- **ACTIVITIES**
#1 In the article on campus sexual assault, revise the passage from "Stories like Lietz's" to "on their campuses.", replacing "ramp up" with "step up".
#2 According to the article on campus sexual assault, what share of college women will become victims of sexual assault, based on federal education figures?

- **DOCUMENT SECTION**
Mara Gay Contributor

Months after she was raped in her dorm room during her freshman year at Kansas State University, Madeleine Lietz heard a rumor.

The man who raped her, also a Kansas State University student, had finally been expelled -- not for sexual assault, but because he had simply failed his classes and flunked out. In an account some fear is common among survivors of sexual assault at the nation's colleges and universities, Lietz said her school's reaction -- or non-reaction -- to her rape was akin to a second trauma in itself.

"I was given little to no help after the assault. The issue -- the rape -- was just kind of swept under the carpet," Lietz, 22, told AOL News in a phone interview. Lietz's attacker pleaded guilty and is serving jail time. But the university, she says, never told her if he received any disciplinary action from the school, where she first reported the crime.

Stories like Lietz's have been illuminated this week as the Obama administration and federal education officials call on schools and universities to ramp up the fight against sexual assault on campus amid rising concerns that students are not reporting such crimes because they think they are not taken seriously by school officials.

Monday, speaking to students at the University of New Hampshire, Vice President Joe Biden reminded administrators that they have a legal obligation to help prevent and address sexual assault on their campuses.

"Students across the country deserve the safest possible environment in which to learn," Biden said in a statement ahead of his speech Monday. "That's why we're taking new steps to help our nation's schools, universities and colleges end the cycle of sexual violence on campus."

Nearly one out of five college women will become victims of sexual assault, according to federal education figures, but they are often poorly served by the process universities use to address the crime. A 2010 series on campus rapes by the Center for Public Integrity and National Public Radio, for example, found that perpetrators of sexual violence on college campuses are rarely punished and almost never expelled.

Education officials sent letters to public schools and universities this week detailing how administrators should respond to claims of sexual assault under Title IX, the federal civil rights law banning sex discrimination and harassment in schools.

The 19-page "Dear Colleague" letter from the Department of Education's Office of Civil Rights
is explicit about the rights of victims and instructs school administrators to inform students that they have a right to file claims of sexual violence with both school officials and police.

"If a school knows or reasonably should know about student-on-student harassment that creates a hostile environment," the letter reads, "Title IX requires the school to take immediate action to eliminate the harassment, prevent its recurrence and address its effects."

The letter is aimed at giving universities more clarity on their role in preventing and responding to sexual assault, but some say it's also a signal that the Office of Civil Rights is serious about holding schools accountable on the issue.

- **SUPPLIED ENTRIES**
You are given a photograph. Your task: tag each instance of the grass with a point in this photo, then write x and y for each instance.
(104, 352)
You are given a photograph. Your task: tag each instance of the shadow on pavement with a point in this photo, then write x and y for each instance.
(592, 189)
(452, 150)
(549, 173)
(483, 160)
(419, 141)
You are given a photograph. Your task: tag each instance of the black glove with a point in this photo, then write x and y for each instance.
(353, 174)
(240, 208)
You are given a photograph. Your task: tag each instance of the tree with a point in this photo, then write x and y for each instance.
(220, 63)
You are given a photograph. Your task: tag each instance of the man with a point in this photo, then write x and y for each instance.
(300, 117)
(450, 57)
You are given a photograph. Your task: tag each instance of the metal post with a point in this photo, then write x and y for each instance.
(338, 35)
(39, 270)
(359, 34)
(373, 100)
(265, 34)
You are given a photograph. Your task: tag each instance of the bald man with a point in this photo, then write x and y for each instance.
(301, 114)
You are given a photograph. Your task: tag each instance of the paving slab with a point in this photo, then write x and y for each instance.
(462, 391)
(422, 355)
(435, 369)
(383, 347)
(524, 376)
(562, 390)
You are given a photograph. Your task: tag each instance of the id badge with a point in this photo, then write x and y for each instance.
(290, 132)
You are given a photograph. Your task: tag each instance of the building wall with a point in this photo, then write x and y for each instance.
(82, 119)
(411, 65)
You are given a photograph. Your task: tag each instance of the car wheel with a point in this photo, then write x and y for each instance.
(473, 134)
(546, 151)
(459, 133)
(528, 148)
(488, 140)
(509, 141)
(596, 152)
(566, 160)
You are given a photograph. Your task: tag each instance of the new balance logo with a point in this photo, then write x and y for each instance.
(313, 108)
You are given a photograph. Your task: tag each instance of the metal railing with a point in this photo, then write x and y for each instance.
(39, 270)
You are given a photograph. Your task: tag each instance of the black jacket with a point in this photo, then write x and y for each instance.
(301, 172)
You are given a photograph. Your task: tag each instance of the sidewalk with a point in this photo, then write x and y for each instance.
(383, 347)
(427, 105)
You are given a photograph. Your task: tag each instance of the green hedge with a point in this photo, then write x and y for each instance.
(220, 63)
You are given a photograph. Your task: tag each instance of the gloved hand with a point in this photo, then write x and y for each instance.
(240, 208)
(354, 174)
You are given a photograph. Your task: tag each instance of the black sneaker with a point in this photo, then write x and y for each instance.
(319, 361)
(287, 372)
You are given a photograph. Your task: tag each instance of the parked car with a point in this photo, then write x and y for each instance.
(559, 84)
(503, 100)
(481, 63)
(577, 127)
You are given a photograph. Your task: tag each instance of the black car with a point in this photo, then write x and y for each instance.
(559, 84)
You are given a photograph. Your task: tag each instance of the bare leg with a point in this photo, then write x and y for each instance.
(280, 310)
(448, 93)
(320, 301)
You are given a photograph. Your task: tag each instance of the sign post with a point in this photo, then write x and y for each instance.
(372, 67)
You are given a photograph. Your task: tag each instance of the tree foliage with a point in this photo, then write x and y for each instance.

- **PER-TASK OUTPUTS**
#1
Stories like Lietz's have been illuminated this week as the Obama administration and federal education officials call on schools and universities to step up the fight against sexual assault on campus amid rising concerns that students are not reporting such crimes because they think they are not taken seriously by school officials.

Monday, speaking to students at the University of New Hampshire, Vice President Joe Biden reminded administrators that they have a legal obligation to help prevent and address sexual assault on their campuses.

#2 Nearly one out of five.